*Stated goal*.
Copy each of the following records word for word.
━━━━━━━━━━━━━━━━
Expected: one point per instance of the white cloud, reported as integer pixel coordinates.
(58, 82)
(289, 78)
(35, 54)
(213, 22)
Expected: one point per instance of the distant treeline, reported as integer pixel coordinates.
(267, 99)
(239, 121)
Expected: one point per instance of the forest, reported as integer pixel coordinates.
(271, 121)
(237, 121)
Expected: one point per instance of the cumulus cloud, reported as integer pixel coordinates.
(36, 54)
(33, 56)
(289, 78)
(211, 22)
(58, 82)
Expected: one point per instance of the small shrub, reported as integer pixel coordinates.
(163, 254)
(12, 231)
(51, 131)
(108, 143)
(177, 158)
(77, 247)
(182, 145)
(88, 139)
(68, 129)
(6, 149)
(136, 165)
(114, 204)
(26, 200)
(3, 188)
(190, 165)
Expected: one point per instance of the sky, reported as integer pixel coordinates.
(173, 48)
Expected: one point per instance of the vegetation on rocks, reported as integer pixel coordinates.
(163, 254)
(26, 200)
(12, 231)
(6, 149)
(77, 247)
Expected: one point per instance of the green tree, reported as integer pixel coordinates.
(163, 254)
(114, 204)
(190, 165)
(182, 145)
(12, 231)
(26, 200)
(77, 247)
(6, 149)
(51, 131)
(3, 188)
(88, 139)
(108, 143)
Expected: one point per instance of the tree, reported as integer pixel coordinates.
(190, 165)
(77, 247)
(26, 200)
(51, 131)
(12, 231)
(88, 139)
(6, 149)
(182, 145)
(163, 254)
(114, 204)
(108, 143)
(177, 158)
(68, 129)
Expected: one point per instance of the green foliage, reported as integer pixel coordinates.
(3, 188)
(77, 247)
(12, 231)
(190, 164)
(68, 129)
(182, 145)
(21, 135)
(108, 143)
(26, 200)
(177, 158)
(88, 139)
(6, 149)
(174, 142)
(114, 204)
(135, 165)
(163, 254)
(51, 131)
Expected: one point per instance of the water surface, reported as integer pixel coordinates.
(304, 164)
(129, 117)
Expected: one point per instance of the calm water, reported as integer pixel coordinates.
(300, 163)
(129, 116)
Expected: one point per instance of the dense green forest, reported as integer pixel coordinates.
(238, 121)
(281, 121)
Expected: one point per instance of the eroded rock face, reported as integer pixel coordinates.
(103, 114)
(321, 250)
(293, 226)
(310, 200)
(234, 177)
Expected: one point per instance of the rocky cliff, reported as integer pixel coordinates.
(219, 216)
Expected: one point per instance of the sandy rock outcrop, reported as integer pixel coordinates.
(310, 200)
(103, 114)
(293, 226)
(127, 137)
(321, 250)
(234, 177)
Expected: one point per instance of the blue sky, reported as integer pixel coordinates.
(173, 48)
━━━━━━━━━━━━━━━━
*Finished task*.
Expected: one point per instance of the white cloud, reported as integer pixel coordinates.
(58, 82)
(289, 78)
(35, 54)
(213, 22)
Expected: one point per instance of the distant treeline, reported as integer pixel coordinates.
(267, 99)
(239, 121)
Expected: one point per instance of the forest, reported as integer pixel coordinates.
(271, 121)
(237, 121)
Expected: one point per instance of the cumulus cloud, reported as integer pixel coordinates.
(36, 54)
(33, 56)
(289, 78)
(211, 22)
(58, 82)
Expected: one point per instance of the small shrub, reported as integer pixel coordinates.
(163, 254)
(12, 231)
(51, 131)
(108, 143)
(177, 158)
(77, 247)
(182, 145)
(88, 139)
(68, 129)
(6, 149)
(136, 165)
(114, 204)
(26, 200)
(3, 188)
(190, 165)
Expected: one point per instance of the sky, reported as integer pixel coordinates.
(173, 48)
Expected: one point per instance of the vegetation on rocks, reported as integer pixel coordinates.
(163, 254)
(26, 200)
(12, 231)
(6, 149)
(77, 247)
Expected: one point per instance of the green tree, reported as integer pixel coordinates.
(163, 254)
(114, 204)
(190, 165)
(182, 145)
(12, 231)
(26, 200)
(77, 247)
(6, 149)
(51, 131)
(3, 188)
(88, 139)
(108, 143)
Expected: one point per instance of the tree, reported as integer pixel coordinates.
(190, 165)
(77, 247)
(26, 200)
(51, 131)
(12, 231)
(88, 139)
(6, 149)
(182, 145)
(163, 254)
(114, 204)
(108, 143)
(177, 158)
(68, 129)
Expected: one point per instance of the green foliage, reported as integer pixel coordinates.
(3, 188)
(77, 247)
(12, 231)
(190, 164)
(68, 129)
(182, 145)
(21, 135)
(108, 143)
(26, 200)
(177, 158)
(88, 139)
(6, 149)
(174, 142)
(114, 204)
(135, 165)
(163, 254)
(51, 131)
Expected: one point per instance of the water surface, reported as integer pixel coordinates.
(304, 164)
(129, 117)
Expected: one point per instance of the calm water, reported as integer pixel coordinates.
(300, 163)
(129, 116)
Expected: one point per instance of the dense green forest, reported as integer pixel coordinates.
(238, 121)
(281, 121)
Expected: one point per instance of the eroded rock face, reported as integer pixel coordinates.
(103, 114)
(321, 250)
(293, 226)
(310, 200)
(234, 177)
Expected: one point per instance of the rocky cliff, reported as integer pixel coordinates.
(219, 216)
Expected: one point per instance of the sandy rock outcrop, reported as integer pixel coordinates.
(310, 200)
(103, 114)
(293, 226)
(127, 137)
(321, 250)
(234, 177)
Expected: one point per instance of the blue sky, reported as integer pixel coordinates.
(173, 48)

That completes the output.